• What is required: An exact copy of the lines from the one containing "Place a dot on every instance of the lawn, one" through the last line below is required; include both of those lines and no others.

(Referring expression data)
'''
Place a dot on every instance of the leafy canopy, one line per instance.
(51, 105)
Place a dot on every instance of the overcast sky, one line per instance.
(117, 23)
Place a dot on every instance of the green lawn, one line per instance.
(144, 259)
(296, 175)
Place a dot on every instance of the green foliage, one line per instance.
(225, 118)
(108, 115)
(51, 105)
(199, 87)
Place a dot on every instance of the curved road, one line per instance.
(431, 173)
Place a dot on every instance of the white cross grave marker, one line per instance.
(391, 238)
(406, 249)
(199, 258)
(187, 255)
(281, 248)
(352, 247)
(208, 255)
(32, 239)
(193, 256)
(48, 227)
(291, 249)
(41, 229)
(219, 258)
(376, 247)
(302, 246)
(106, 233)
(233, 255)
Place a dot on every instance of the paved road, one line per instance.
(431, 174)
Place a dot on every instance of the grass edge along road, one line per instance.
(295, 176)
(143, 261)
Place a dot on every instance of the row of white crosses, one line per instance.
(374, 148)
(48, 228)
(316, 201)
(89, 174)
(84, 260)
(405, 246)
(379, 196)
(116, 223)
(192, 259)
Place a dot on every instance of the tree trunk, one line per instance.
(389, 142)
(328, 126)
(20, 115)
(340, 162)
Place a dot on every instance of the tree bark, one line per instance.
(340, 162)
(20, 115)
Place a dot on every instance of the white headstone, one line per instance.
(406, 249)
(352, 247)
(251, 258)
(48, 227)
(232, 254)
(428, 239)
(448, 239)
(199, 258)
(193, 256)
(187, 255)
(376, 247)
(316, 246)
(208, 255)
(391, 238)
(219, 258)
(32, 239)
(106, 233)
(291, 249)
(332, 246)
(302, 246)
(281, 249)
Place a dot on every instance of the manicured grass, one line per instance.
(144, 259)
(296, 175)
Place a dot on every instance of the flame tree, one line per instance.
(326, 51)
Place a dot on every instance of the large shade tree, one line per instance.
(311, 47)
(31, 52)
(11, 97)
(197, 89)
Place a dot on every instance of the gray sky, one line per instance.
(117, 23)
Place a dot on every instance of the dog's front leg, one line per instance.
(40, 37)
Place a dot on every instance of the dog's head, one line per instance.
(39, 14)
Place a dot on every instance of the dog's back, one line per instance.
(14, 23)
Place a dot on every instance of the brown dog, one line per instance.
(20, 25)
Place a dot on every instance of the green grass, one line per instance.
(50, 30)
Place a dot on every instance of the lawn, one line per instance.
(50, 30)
'''
• Expected output:
Place a dot on every instance of the lawn, one line per instance.
(50, 30)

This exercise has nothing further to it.